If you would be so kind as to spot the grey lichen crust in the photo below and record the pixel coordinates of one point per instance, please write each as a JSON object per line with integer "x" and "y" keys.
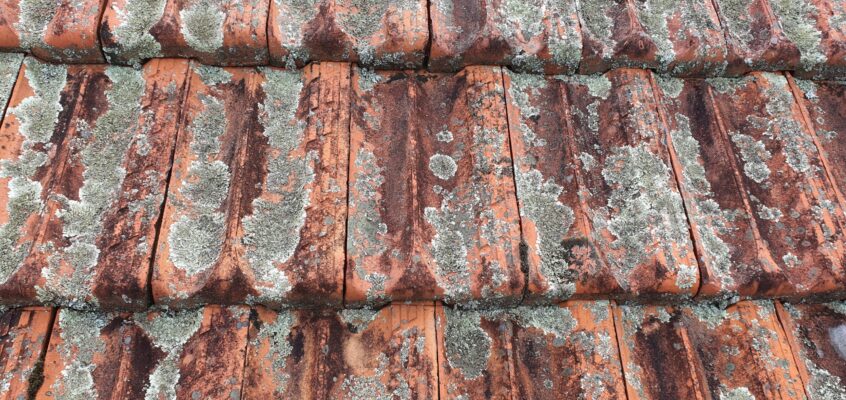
{"x": 38, "y": 116}
{"x": 132, "y": 35}
{"x": 202, "y": 25}
{"x": 272, "y": 232}
{"x": 103, "y": 151}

> Written exercise
Rewrite all of the data above with "grey lichen crust" changed to "orange lichen crust" and nothing else altered. Leave the picture out of your answer.

> Result for this task
If you would be so kind as to spot the orange lichen crust in the photo below and record the pixel coordinates of one point per instance, please write each as a JSON object per line with integer "x" and "y" keys.
{"x": 38, "y": 116}
{"x": 132, "y": 35}
{"x": 202, "y": 25}
{"x": 272, "y": 232}
{"x": 103, "y": 151}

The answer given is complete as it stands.